WHAT IS ASKED: Copy every line of the records below word for word, leaving out the pictures.
◇ ◇ ◇ ◇ ◇
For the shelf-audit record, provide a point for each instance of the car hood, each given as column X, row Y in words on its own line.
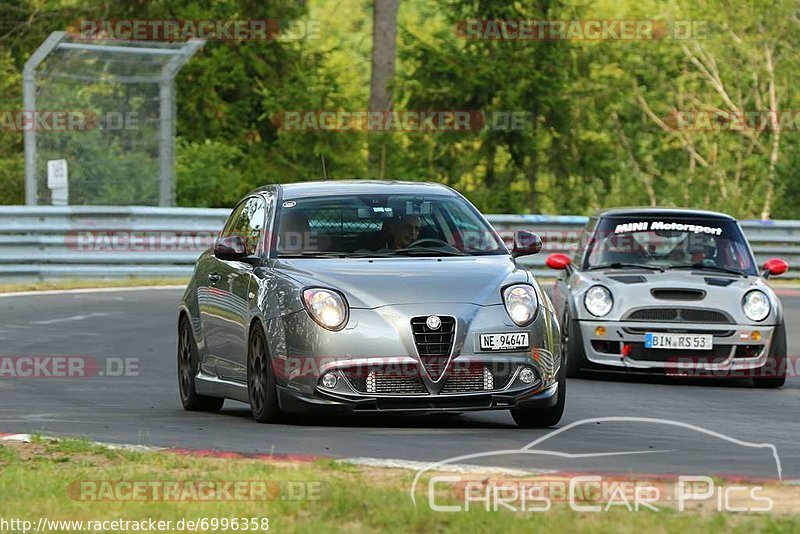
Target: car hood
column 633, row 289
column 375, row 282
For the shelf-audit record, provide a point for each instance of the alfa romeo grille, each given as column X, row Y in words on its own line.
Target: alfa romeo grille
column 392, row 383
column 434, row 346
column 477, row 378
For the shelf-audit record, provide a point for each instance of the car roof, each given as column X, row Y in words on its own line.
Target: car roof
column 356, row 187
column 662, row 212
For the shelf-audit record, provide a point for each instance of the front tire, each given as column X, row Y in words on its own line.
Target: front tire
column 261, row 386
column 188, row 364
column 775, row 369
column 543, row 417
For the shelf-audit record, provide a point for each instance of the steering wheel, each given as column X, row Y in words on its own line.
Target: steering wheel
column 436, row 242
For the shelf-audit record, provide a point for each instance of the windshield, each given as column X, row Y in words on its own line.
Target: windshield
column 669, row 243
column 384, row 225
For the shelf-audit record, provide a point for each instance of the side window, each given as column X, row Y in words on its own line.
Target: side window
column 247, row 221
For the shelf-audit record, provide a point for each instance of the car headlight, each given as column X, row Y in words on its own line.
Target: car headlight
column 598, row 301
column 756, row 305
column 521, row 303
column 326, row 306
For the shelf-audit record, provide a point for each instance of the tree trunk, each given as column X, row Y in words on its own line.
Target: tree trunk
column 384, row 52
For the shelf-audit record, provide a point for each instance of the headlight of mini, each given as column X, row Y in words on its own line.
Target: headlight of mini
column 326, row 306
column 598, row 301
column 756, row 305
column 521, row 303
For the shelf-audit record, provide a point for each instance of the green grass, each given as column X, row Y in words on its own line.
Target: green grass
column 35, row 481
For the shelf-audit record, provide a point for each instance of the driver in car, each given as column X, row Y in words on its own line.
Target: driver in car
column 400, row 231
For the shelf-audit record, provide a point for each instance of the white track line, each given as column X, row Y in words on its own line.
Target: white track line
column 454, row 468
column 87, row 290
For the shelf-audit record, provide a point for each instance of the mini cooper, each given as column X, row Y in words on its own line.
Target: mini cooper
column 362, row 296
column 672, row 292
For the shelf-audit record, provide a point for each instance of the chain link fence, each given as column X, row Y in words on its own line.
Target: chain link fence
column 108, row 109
◇ ◇ ◇ ◇ ◇
WRITTEN SOLUTION:
For the shelf-audit record, provide a point for each instance of the car hood, each given as column X, row Y in words on its own line.
Target: car hood
column 633, row 289
column 375, row 282
For the shelf-audit record, provide a point for each instance of the alfa romeo grille, each given as column X, row Y in words on its own line.
Target: alfa romeo grille
column 392, row 383
column 434, row 346
column 477, row 378
For the shelf-audit record, provide a point for each instance of the car roof, each given as column X, row Y in words on its own line.
Target: car roof
column 356, row 187
column 662, row 212
For the shelf-audit record, provide a point for each instance of the front tire, each given as column X, row Y in words on its own line.
Target: front tire
column 261, row 386
column 188, row 364
column 775, row 369
column 543, row 417
For the shelf-audit record, provide a point for each instance of the steering wheel, each given as column X, row Y in words on its own line.
Target: steering wheel
column 436, row 242
For the shelf-audit record, provide a point for each instance of the windshield, each given as column X, row Y in words on its own line.
Target: windshield
column 669, row 243
column 384, row 225
For the shelf-audit record, provide a point for each instance of the side window, each given as column X, row Y in words on its own line.
Target: side window
column 247, row 221
For the shelf-audit record, provide a point for each instance of the car headlight, each given as column X, row Y in words on its own line.
Target: car headlight
column 598, row 301
column 756, row 305
column 521, row 303
column 326, row 306
For the shelf-audit record, provide a point for each instance of the tree trunk, each given as column X, row Y in words on its own line.
Target: tree trunk
column 384, row 52
For the shelf-audit record, provide a point for each instance of the headlight of mini, each given as column X, row Y in words on its own line.
Target: headlight of mini
column 326, row 306
column 598, row 301
column 756, row 305
column 521, row 303
For the shelf-audit record, provide a point for each instance of the green grass, each given as column X, row Y in words on its own line.
Target: green grass
column 35, row 481
For the shelf-audit record, provide a point for each instance of the driver in car, each given as column X, row Y in words on its own line.
Target: driver in car
column 400, row 231
For the shelf-audit record, provide a point for each instance of the white track line, each given as column X, row Y in words on its own line.
Target: white track line
column 454, row 468
column 87, row 290
For the shelf-audit record, provide a point for each instance of the mini cooper, each given as column X, row Y in words on its own line.
Target: mini cooper
column 362, row 296
column 672, row 292
For the shelf-audit record, provide a point for each instance of the chain link fence, each given as column X, row Y in words on its own line.
Target: chain link fence
column 108, row 109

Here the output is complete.